##### SOURCE DOCUMENT
Prior to trial, the judge specifically asked the prosecutor to explain his theory of the threat supporting the stalking charge. After listening to the prosecutor the judge replied, “So your theory is that his course of conduct was intended by him to be a threat to her?” The prosecutor responded, “Yes, your Honor.” As the prosecutor preliminarily explained to the judge, this course of conduct included defendant's long history of domestic violence against Kathryn C., his repeated violations of the no contact orders, his statements directly to her that he would not abide by the restraining orders, his threats to David F. in Kathryn C.'s presence outside her home, and his conduct of watching her and contacting her almost on a daily basis every time she left her apartment.
During closing argument, the prosecutor reiterated his theory that defendant's entire course of conduct, and not merely his threat to David F., satisfied the credible threat element under the statute. The prosecutor first asked, “Did his conduct create a credible threat? Did his conduct cause her to fear for her safety?” Later the prosecutor told the jury that, “It is not just the repeated contacts. It is the repeated contacts along with the statements along with the prior history all of that plays into this․ [¶] It is not just the fact that he violated the restraining order that is element number 3 of stalking, but his overall course of conduct.”
##########
**AIM 1**.
In the court passage, who did the defendant threaten in Kathryn C.'s presence outside her home?
The court passage and the listing are unrelated.
##### EXTRACTED RECORDS
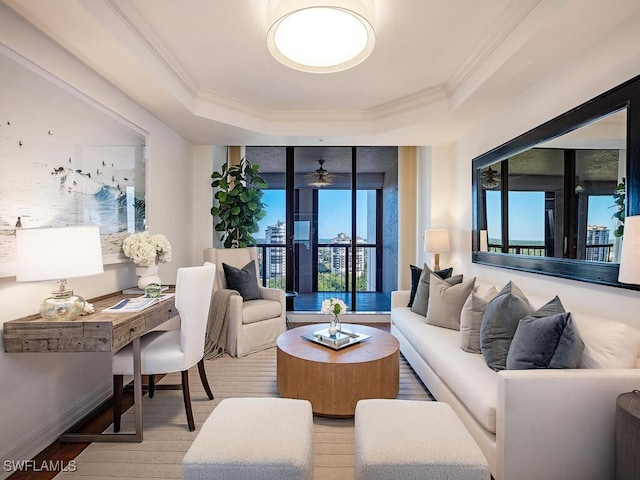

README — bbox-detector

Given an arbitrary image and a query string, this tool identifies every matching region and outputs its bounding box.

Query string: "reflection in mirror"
[478,108,627,263]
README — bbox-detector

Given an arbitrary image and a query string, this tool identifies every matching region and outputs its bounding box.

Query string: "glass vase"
[329,316,338,337]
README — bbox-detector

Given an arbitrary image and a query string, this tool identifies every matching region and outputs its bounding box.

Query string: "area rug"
[55,347,431,480]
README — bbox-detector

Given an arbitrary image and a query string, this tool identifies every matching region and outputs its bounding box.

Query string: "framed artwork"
[0,46,146,277]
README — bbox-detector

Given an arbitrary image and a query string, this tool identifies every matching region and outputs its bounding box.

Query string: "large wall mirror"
[472,73,640,288]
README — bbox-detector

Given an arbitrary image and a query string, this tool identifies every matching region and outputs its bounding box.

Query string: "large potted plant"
[211,158,267,248]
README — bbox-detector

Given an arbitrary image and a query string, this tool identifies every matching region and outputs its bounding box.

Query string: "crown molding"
[103,0,199,97]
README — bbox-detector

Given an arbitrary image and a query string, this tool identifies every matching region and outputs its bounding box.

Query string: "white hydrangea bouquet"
[122,233,171,267]
[320,298,347,335]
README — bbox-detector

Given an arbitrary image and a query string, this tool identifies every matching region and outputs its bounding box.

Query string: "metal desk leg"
[60,337,142,443]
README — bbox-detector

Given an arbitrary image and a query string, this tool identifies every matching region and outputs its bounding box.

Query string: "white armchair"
[204,247,287,357]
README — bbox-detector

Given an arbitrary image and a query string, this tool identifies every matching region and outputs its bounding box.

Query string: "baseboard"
[287,312,390,324]
[0,379,113,480]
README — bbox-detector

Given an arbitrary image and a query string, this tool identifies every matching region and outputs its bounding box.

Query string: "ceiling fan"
[305,158,340,188]
[481,167,500,189]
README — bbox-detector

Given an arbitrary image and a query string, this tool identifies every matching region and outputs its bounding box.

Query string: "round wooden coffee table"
[277,324,400,417]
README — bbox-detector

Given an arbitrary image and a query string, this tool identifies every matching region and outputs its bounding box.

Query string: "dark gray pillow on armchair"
[507,297,584,370]
[222,260,260,301]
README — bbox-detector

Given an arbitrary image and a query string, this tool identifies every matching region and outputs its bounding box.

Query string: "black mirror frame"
[472,76,640,290]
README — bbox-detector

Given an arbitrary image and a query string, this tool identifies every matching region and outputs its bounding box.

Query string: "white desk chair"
[112,263,216,432]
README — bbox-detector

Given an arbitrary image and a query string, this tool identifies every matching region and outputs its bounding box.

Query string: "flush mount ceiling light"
[267,0,375,73]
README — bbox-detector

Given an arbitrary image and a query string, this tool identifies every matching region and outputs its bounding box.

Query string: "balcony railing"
[257,243,376,292]
[489,243,613,263]
[489,243,547,257]
[584,243,613,263]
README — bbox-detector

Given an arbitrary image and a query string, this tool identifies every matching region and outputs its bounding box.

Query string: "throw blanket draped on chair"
[204,288,240,360]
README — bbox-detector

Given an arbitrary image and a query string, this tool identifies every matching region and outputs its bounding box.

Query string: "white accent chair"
[112,263,216,432]
[204,247,287,357]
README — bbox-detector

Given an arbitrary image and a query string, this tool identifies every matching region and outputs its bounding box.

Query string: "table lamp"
[618,215,640,285]
[16,226,104,321]
[424,230,451,270]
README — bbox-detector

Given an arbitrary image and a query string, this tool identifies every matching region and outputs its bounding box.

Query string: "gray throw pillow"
[460,285,498,353]
[411,264,462,317]
[426,275,476,330]
[222,260,260,301]
[507,306,584,370]
[480,282,531,371]
[407,265,453,307]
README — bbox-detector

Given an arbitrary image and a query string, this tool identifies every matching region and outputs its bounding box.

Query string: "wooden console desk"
[4,293,178,442]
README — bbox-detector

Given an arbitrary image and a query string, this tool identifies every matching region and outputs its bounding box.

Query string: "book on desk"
[102,293,174,313]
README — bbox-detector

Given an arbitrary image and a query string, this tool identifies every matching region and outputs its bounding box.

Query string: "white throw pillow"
[460,285,498,353]
[574,316,640,368]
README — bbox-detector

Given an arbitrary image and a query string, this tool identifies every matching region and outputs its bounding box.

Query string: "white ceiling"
[5,0,640,145]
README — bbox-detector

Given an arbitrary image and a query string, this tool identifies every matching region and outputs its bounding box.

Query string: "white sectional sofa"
[391,287,640,480]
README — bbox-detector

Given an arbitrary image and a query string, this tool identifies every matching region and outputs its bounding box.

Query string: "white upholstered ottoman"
[355,400,491,480]
[182,398,313,480]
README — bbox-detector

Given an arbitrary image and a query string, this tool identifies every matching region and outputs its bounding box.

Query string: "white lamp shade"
[16,226,104,282]
[618,215,640,285]
[424,230,451,253]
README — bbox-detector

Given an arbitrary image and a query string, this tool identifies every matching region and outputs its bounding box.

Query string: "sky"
[487,191,616,241]
[255,189,374,239]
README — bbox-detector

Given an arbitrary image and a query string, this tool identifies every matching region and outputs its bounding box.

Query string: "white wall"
[0,7,198,472]
[192,145,227,265]
[449,7,640,327]
[416,142,458,268]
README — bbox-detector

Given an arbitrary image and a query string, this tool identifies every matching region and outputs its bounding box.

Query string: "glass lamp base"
[40,290,85,321]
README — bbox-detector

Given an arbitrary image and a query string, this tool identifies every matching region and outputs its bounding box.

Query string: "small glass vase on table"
[321,298,347,337]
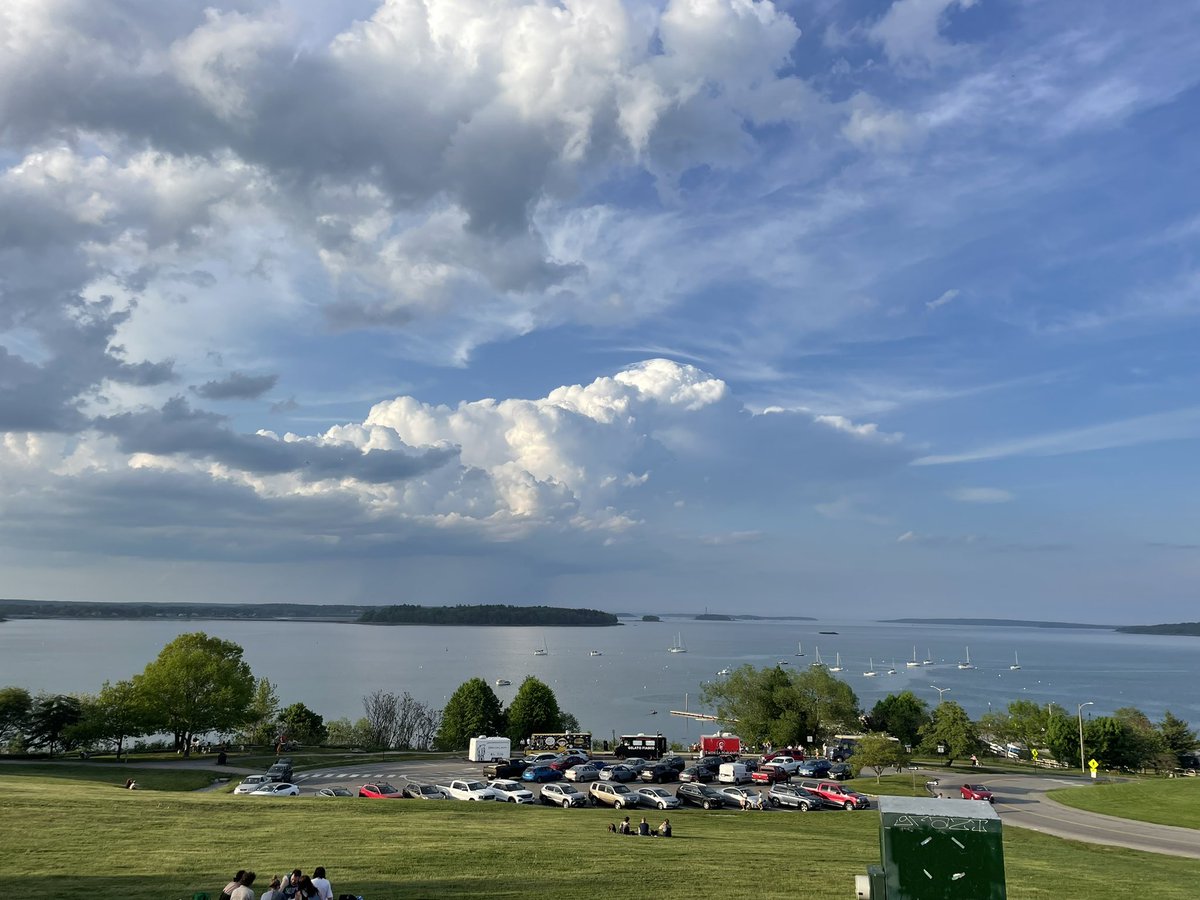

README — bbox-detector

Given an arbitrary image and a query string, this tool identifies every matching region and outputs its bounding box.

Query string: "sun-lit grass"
[1050,778,1200,828]
[0,776,1200,900]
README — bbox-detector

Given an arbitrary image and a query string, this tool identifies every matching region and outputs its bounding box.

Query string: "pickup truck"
[800,781,871,810]
[438,779,497,800]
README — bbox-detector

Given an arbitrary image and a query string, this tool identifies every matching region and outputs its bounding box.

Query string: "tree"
[134,631,254,756]
[0,686,34,744]
[26,694,83,756]
[920,700,979,766]
[506,676,563,740]
[850,731,910,784]
[280,703,328,744]
[870,691,929,746]
[433,678,504,750]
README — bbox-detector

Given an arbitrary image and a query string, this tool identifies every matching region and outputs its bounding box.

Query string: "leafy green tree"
[850,731,911,784]
[920,700,979,766]
[433,678,504,750]
[280,703,328,744]
[506,676,563,740]
[0,686,34,744]
[26,694,83,756]
[136,631,254,756]
[870,691,929,746]
[1156,710,1196,757]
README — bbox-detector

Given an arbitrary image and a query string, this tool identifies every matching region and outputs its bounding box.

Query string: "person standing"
[312,865,334,900]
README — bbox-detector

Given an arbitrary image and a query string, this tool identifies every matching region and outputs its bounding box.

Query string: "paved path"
[937,772,1200,859]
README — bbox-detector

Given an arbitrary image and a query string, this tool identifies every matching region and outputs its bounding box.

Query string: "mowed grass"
[0,776,1200,900]
[1050,778,1200,830]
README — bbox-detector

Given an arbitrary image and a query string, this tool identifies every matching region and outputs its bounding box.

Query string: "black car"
[676,781,725,809]
[767,784,829,812]
[637,762,679,784]
[484,760,529,779]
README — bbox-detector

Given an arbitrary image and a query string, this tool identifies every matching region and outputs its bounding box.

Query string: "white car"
[246,781,300,797]
[487,779,534,803]
[637,787,683,809]
[233,775,271,793]
[541,781,588,809]
[564,763,600,781]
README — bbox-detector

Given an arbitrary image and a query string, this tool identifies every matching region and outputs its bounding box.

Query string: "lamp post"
[1076,701,1096,773]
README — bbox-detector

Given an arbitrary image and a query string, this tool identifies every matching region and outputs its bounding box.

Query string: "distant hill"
[1117,622,1200,636]
[880,619,1120,631]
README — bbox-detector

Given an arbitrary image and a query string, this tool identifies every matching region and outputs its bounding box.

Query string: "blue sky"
[0,0,1200,622]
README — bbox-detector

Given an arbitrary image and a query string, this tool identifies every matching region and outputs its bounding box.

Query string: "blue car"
[521,766,563,781]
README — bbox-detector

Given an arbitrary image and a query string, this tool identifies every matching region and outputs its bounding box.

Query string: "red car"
[359,781,404,800]
[959,785,996,803]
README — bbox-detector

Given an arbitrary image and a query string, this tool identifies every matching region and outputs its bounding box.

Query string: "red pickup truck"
[800,781,871,810]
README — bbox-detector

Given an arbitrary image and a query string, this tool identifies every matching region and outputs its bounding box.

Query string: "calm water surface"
[0,619,1200,742]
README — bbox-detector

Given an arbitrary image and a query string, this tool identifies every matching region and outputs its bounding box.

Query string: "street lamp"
[1076,701,1096,773]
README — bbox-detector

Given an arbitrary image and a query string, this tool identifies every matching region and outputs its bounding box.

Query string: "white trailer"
[467,734,512,762]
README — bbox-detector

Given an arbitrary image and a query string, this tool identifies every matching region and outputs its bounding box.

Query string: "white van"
[467,734,512,762]
[716,762,750,785]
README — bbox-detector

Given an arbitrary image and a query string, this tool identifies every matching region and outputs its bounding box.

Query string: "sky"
[0,0,1200,623]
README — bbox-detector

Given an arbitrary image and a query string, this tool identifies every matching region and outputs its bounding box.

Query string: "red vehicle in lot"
[959,785,996,803]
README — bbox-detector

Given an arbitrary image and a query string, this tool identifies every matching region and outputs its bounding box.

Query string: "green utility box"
[874,797,1008,900]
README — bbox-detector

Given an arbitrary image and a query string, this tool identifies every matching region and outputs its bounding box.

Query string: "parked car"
[541,784,588,809]
[566,762,600,781]
[487,779,535,803]
[637,762,679,784]
[359,781,404,800]
[959,785,996,803]
[767,784,828,812]
[588,781,638,809]
[484,760,529,778]
[233,775,271,793]
[676,781,725,809]
[402,781,450,800]
[792,760,833,778]
[637,787,682,809]
[719,787,767,809]
[521,766,563,782]
[246,781,300,797]
[600,763,637,781]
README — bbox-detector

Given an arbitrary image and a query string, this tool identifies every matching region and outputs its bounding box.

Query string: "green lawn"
[0,775,1200,900]
[1050,778,1200,828]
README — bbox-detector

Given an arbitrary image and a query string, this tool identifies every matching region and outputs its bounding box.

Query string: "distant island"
[880,619,1120,631]
[1117,622,1200,637]
[359,604,620,625]
[0,600,619,625]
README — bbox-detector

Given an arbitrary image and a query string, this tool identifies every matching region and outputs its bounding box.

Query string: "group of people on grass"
[608,816,671,838]
[220,865,334,900]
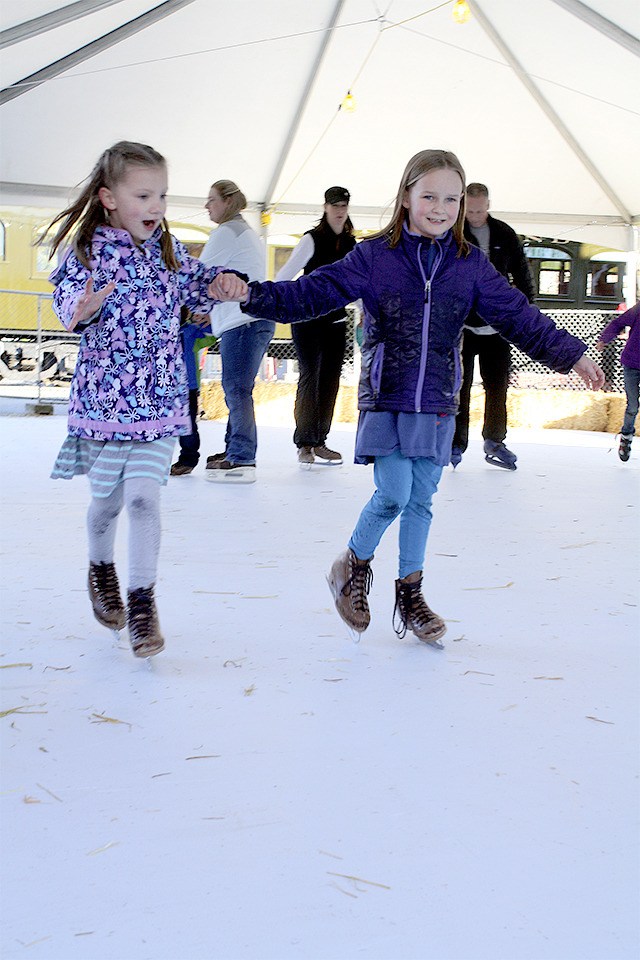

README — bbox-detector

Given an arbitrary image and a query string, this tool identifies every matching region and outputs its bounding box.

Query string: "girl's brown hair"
[374,150,469,256]
[209,180,247,223]
[38,140,179,270]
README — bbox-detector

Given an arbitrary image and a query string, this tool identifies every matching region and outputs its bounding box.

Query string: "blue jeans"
[220,320,276,464]
[349,452,443,578]
[620,365,640,437]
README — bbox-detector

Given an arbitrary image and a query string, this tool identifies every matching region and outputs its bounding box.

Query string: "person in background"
[451,183,535,470]
[212,150,604,646]
[200,180,276,483]
[276,187,356,467]
[171,307,213,477]
[596,302,640,463]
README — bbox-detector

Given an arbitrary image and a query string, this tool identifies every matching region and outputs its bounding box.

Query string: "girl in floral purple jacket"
[41,141,240,657]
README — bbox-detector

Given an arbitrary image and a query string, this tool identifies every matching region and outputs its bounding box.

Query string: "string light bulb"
[340,90,357,113]
[451,0,471,23]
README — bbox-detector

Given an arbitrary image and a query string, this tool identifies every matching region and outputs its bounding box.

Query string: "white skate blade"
[418,637,444,650]
[204,466,256,484]
[485,456,518,470]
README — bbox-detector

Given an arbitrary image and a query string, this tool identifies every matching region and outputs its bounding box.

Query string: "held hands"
[573,354,604,390]
[69,277,116,330]
[207,273,249,303]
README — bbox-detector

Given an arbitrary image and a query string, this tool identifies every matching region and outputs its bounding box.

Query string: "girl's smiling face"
[98,165,167,243]
[402,167,462,240]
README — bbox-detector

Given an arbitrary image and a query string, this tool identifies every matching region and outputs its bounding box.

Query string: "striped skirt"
[51,437,176,497]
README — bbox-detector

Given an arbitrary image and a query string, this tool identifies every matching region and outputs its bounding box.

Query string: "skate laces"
[129,587,156,631]
[392,579,434,640]
[89,563,122,608]
[341,559,373,610]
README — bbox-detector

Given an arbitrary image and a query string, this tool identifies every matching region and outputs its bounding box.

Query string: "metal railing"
[0,290,624,402]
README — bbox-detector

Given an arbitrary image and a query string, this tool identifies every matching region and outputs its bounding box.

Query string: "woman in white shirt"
[200,180,275,483]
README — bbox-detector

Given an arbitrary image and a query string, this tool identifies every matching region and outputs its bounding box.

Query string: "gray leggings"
[87,477,160,590]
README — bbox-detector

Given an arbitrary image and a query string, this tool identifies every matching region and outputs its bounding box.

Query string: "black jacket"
[464,214,535,327]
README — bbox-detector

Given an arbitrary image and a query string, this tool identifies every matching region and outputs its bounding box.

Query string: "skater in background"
[170,307,215,477]
[596,303,640,463]
[200,180,276,483]
[276,187,356,466]
[451,183,535,470]
[220,150,604,646]
[43,141,240,657]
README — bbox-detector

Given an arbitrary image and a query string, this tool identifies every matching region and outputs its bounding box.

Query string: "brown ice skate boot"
[128,584,164,657]
[393,576,447,650]
[327,550,373,633]
[88,562,127,630]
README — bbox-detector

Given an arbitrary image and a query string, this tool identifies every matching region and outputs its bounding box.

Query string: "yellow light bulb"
[340,90,357,113]
[451,0,471,23]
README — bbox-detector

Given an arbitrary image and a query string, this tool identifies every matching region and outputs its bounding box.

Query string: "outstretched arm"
[69,277,116,330]
[573,354,604,390]
[207,273,249,303]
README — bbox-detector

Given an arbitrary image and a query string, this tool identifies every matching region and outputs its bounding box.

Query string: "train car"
[522,237,626,311]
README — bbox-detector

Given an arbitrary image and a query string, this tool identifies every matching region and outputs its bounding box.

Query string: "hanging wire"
[269,0,453,212]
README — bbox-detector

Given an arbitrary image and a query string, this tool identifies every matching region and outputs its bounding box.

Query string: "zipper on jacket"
[414,240,442,413]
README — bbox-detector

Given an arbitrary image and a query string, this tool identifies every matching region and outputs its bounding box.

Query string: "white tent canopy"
[0,0,640,250]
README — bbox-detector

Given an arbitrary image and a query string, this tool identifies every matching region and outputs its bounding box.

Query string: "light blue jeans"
[220,320,276,464]
[620,366,640,437]
[349,452,443,578]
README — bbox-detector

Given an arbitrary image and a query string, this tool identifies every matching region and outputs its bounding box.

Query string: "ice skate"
[298,447,316,470]
[393,577,447,650]
[88,563,127,633]
[313,443,342,467]
[170,460,195,477]
[327,550,373,642]
[484,440,518,470]
[618,433,633,463]
[128,584,164,658]
[204,459,256,485]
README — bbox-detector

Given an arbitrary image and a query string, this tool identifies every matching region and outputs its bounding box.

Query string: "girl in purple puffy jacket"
[220,150,604,646]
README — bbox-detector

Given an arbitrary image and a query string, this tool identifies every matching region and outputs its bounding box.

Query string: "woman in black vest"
[276,187,356,467]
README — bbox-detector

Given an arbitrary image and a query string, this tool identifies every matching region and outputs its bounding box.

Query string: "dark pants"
[291,317,347,447]
[177,390,200,467]
[453,330,511,453]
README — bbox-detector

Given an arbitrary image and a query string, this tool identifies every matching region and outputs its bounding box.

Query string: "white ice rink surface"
[0,416,640,960]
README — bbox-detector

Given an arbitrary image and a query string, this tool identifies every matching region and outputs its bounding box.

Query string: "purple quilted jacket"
[242,229,586,413]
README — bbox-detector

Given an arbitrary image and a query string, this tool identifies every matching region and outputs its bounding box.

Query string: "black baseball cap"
[324,187,351,203]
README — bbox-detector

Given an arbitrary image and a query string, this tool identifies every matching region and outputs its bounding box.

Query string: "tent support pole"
[468,0,632,223]
[553,0,640,57]
[263,0,344,210]
[0,0,198,106]
[0,0,127,50]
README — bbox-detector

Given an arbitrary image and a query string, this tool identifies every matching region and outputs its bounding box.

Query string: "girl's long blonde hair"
[38,140,179,270]
[374,150,469,256]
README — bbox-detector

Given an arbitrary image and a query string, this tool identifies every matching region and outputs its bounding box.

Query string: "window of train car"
[525,246,571,298]
[585,260,622,299]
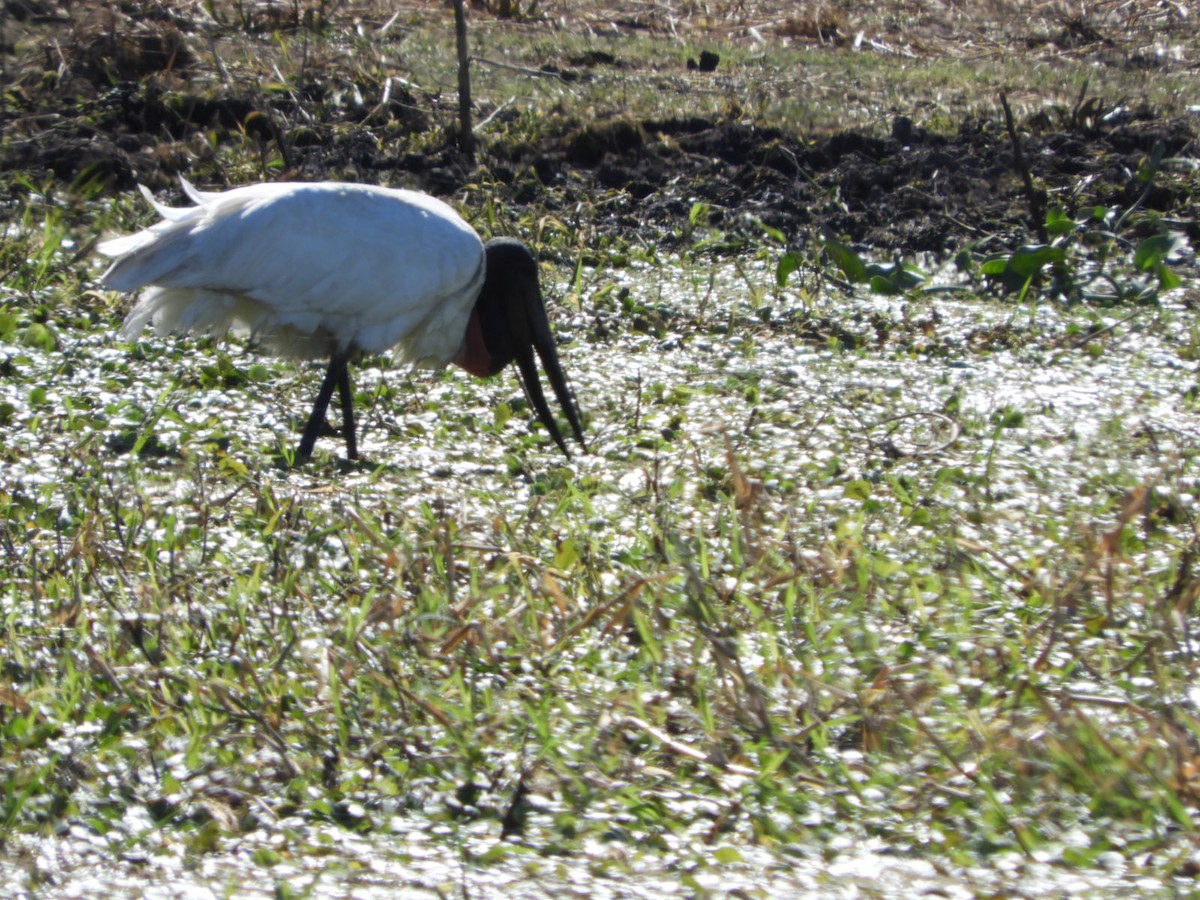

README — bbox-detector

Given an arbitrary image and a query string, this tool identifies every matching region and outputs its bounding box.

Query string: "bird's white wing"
##########
**AIM 2**.
Gather every line of the listing that contains the word "woman". Case counts.

**TASK RESULT 1**.
David F.

**TASK RESULT 2**.
Query string: "woman in white shirt"
Query string: "woman in black vest"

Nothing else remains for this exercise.